What to produce: Rewrite every item below, changing each "Indicate" to "Mark" and leaving everything else unchanged.

Pointing items
--- --- ---
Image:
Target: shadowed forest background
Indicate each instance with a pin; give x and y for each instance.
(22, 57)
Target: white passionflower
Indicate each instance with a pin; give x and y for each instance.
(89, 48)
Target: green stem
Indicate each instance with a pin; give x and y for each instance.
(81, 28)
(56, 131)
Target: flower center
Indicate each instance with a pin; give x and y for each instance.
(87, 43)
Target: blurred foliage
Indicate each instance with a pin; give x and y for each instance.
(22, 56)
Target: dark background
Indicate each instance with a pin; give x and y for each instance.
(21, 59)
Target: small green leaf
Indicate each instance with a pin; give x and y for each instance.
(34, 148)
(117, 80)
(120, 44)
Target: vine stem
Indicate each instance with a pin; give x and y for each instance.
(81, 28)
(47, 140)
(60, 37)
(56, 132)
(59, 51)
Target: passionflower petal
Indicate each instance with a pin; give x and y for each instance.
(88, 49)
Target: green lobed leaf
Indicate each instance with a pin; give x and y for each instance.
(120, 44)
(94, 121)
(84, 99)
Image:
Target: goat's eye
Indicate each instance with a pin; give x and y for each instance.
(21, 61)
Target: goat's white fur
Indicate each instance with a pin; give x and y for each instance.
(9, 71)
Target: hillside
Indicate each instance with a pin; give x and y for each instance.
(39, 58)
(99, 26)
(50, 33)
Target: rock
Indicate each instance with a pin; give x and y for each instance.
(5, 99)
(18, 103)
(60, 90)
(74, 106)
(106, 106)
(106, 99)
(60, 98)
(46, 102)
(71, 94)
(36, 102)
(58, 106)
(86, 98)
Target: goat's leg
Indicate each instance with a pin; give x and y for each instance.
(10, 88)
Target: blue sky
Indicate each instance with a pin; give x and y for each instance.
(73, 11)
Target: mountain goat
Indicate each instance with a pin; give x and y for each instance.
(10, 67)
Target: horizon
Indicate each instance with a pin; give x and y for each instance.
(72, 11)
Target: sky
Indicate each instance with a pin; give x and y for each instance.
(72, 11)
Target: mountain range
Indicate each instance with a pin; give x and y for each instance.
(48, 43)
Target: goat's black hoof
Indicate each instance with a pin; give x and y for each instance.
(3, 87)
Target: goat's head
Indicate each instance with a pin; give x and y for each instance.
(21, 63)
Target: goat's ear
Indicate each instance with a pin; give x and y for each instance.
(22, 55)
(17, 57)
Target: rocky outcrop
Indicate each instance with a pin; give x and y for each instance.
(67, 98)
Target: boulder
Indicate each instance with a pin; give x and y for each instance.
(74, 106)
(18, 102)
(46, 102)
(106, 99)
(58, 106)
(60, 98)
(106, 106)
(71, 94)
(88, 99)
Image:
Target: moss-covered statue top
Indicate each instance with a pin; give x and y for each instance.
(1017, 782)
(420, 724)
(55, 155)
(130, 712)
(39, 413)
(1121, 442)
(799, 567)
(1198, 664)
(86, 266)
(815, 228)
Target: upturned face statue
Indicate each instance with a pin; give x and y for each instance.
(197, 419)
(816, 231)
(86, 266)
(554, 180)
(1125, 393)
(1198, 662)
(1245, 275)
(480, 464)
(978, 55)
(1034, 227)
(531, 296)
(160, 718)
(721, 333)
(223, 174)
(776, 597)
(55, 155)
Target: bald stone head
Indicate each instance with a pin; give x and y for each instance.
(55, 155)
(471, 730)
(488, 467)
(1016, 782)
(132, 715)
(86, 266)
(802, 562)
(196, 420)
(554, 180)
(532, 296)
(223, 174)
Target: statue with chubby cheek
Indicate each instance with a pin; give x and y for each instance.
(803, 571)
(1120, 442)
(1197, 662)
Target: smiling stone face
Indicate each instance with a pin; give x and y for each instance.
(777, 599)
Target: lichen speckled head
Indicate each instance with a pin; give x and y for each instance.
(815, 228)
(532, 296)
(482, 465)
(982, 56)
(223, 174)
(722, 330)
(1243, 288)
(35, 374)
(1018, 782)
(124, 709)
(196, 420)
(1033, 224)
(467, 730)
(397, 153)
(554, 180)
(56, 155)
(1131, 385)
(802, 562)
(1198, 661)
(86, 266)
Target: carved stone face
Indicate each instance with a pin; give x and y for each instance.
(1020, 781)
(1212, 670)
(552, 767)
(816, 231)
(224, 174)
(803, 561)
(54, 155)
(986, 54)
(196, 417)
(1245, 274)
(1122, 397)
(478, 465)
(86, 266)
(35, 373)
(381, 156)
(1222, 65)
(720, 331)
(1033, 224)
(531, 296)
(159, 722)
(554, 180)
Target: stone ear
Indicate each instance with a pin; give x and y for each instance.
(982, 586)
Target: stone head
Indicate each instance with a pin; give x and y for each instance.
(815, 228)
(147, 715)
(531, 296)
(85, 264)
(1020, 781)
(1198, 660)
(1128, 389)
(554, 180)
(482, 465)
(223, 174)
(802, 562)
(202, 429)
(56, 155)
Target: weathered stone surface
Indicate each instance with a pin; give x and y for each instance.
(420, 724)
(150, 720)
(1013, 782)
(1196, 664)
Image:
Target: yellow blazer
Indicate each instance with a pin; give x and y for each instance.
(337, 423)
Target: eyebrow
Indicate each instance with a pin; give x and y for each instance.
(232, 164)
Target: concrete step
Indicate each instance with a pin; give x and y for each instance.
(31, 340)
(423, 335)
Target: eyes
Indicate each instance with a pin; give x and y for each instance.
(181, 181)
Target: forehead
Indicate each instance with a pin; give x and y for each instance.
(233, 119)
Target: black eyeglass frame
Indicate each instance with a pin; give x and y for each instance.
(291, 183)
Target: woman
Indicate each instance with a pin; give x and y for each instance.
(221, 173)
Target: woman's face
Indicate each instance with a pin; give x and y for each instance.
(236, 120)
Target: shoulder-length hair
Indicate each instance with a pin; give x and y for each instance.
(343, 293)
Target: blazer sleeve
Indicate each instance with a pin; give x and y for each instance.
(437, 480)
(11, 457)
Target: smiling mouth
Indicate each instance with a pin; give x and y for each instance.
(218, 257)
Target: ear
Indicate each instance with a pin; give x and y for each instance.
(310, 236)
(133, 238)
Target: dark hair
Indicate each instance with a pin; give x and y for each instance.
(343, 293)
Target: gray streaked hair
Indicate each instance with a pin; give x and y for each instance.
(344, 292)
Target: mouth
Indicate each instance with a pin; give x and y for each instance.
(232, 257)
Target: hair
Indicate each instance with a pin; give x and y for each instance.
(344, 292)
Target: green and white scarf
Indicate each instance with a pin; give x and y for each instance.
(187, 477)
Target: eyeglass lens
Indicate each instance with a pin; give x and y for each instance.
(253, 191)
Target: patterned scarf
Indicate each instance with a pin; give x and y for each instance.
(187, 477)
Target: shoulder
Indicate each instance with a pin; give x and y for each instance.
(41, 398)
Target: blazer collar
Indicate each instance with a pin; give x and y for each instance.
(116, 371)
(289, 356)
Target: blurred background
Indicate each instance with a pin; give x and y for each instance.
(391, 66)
--- --- ---
Reply:
Image:
Target: shadowed forest background
Mark each instance with a pin; give x and y for each instance.
(22, 57)
Target: white passionflower
Mark each instance with a pin; give x and y for each instance.
(89, 48)
Target: green stem
Mark each instance with a pin; give x and y for each instance.
(81, 28)
(56, 131)
Target: flower center
Mark each instance with a pin; give x and y for each instance.
(87, 43)
Target: blurred foliage
Mark each instance with a pin; give x and y for each instance.
(22, 56)
Target: dark background
Mark each instance with a pin; give x and y for each instance.
(21, 59)
Target: small green leaf
Mark each instance with a pin; give x and y for each instance.
(34, 148)
(117, 80)
(120, 44)
Target: vine stem
Mark each instance with a pin; give x and y for each instance.
(81, 28)
(47, 140)
(60, 37)
(56, 132)
(59, 51)
Target: passionflower petal
Mark each instance with a pin; give x and y for each instance.
(88, 49)
Target: green lobed leaf
Mark each instance with a pin; give x and y for each instance.
(120, 44)
(94, 121)
(84, 99)
Image:
Target: goat's eye
Mark each instance with a pin; give x and y for each instance.
(21, 61)
Target: goat's white fur
Mark each instance with a pin; give x and y for each instance.
(9, 71)
Target: hillside
Mark each instance with a pin; give x and y for each instance.
(39, 58)
(99, 26)
(50, 33)
Target: rock
Mark each instance with a pin; give x and y for each instance.
(5, 99)
(18, 103)
(60, 90)
(74, 106)
(106, 106)
(106, 99)
(60, 98)
(46, 102)
(71, 94)
(36, 102)
(58, 106)
(86, 98)
Target: goat's leg
Mark each instance with a pin; give x and y for each instance.
(10, 88)
Target: blue sky
Mark each instance with a pin; give x and y for each instance.
(73, 11)
Target: mountain goat
Mark each instance with a pin; give x and y for each instance.
(10, 67)
Target: horizon
Mark each instance with a pin; give x and y for each instance.
(72, 11)
Target: sky
Mark each instance with a pin; give x and y for each instance.
(72, 11)
Target: mountain range
Mark each instance with a pin; give x and y for each instance.
(48, 43)
Target: goat's black hoof
Mark each instance with a pin; give x and y for each instance.
(3, 87)
Target: goat's head
Mark each instance with a pin; give x and y for each instance.
(21, 63)
Target: goat's ear
Mark each instance with a pin; give x and y for each instance.
(22, 55)
(17, 57)
Target: rocky outcrop
Mark each instance with a pin; give x and y for each instance.
(67, 98)
Target: boulder
Mark each instance with a pin; give x and y for each instance.
(74, 106)
(18, 102)
(46, 102)
(106, 99)
(58, 106)
(60, 98)
(106, 106)
(71, 94)
(88, 99)
Image:
Target: moss-covered statue top
Mark each instance with a pin; give x and y for each instance.
(1017, 782)
(420, 724)
(55, 155)
(130, 712)
(39, 413)
(1121, 442)
(799, 567)
(1198, 664)
(86, 266)
(815, 228)
Target: upturned face statue
Mark each instance with a pin; give x and y for each instance.
(197, 419)
(816, 231)
(86, 266)
(554, 180)
(1125, 393)
(1198, 662)
(1245, 275)
(480, 464)
(978, 55)
(1034, 227)
(531, 296)
(160, 718)
(721, 333)
(223, 174)
(776, 597)
(55, 155)
Target: bald stone head
Mark each instance with a pin; give x and y for each instance.
(55, 155)
(471, 730)
(488, 467)
(1016, 782)
(132, 715)
(86, 266)
(802, 562)
(196, 420)
(554, 180)
(532, 296)
(223, 174)
Target: statue with chubby cheek
Mark each instance with a pin; give x and y for each instance.
(803, 571)
(1120, 442)
(1197, 662)
Target: smiling stone face
Mark each instance with a pin; give x and y for each instance.
(777, 599)
Target: lichen speckled head
Mark each instance with a pin; give x and y for each instance.
(815, 228)
(532, 296)
(482, 465)
(982, 56)
(223, 174)
(722, 330)
(1243, 288)
(35, 374)
(1018, 782)
(124, 709)
(196, 420)
(1033, 224)
(467, 730)
(397, 153)
(554, 180)
(56, 155)
(1131, 385)
(802, 562)
(1198, 661)
(86, 266)
Target: carved stone face
Mark each instance with a pin; give x and y for each instance.
(1020, 781)
(1212, 670)
(552, 767)
(816, 231)
(224, 174)
(803, 561)
(54, 155)
(986, 54)
(196, 417)
(1245, 274)
(1122, 397)
(478, 465)
(86, 266)
(35, 373)
(381, 156)
(1222, 65)
(720, 331)
(1033, 224)
(531, 296)
(159, 722)
(554, 180)
Target: stone ear
Mark each instance with a pin; give x and y for each instance.
(982, 586)
Target: stone head
Mark each instance with a pin; give x and y for each instance.
(815, 228)
(147, 715)
(531, 296)
(85, 264)
(1020, 781)
(1198, 660)
(1128, 389)
(554, 180)
(482, 465)
(223, 174)
(802, 562)
(202, 429)
(56, 155)
Target: weathered stone surface
Mark each instance with a pin; give x and y for each instance.
(420, 724)
(150, 720)
(1013, 782)
(1196, 664)
Image:
Target: yellow blazer
Mark each instance with a pin; give x and y for each instance.
(337, 423)
Target: eyebrow
Mark each instance with a pin; give x and y for each instance.
(232, 164)
Target: concrete step
Mark each instance with a pin; give x and y for each instance.
(31, 340)
(423, 335)
Target: eyes
Mark each instance with a pin; give x and y for each instance.
(181, 181)
Target: forehead
Mark each instance with a pin; give x and y for each instance.
(233, 119)
Target: black eyeglass frame
Mark each instance with a pin; give x and y for each instance.
(291, 183)
Target: woman
Mark each instance with a pin; give x and y for each instance.
(221, 173)
Target: woman's face
Mark each instance with a pin; give x and y for each instance.
(236, 120)
Target: shoulder-length hair
Mark each instance with a pin; give x and y for each instance.
(343, 293)
Target: blazer sleeve
Mark each instance with a pin; give x and y for each instance.
(437, 480)
(11, 457)
Target: smiling mouth
Mark each instance with a pin; give x and y for each instance.
(218, 257)
Target: ear
Mark each instance with a pin; give x and y for each instance.
(310, 236)
(133, 238)
Target: dark hair
Mark each instance with a pin; give x and y for each instance.
(343, 293)
Target: gray streaked hair
Mark each instance with a pin; give x and y for each instance.
(344, 292)
Target: mouth
Mark each instance with a pin; give x and y for each instance.
(232, 257)
Target: hair
Mark each instance with a pin; give x and y for each instance.
(344, 292)
Target: green and white scarf
Mark each instance with a pin; give x and y for each instance.
(187, 477)
Target: eyeglass lens
Mark each instance with a pin; give x and y for each instance.
(253, 191)
Target: patterned scarf
Mark each instance with a pin; give x and y for each instance.
(187, 477)
Target: shoulder
Mark each instance with a pin; give x and y for each instance.
(41, 398)
Target: blazer collar
Mark each instance with a pin; give x and y for each instance.
(116, 371)
(289, 356)
Target: blurred background
Mark each instance with a pin; give x and y for each instance.
(391, 66)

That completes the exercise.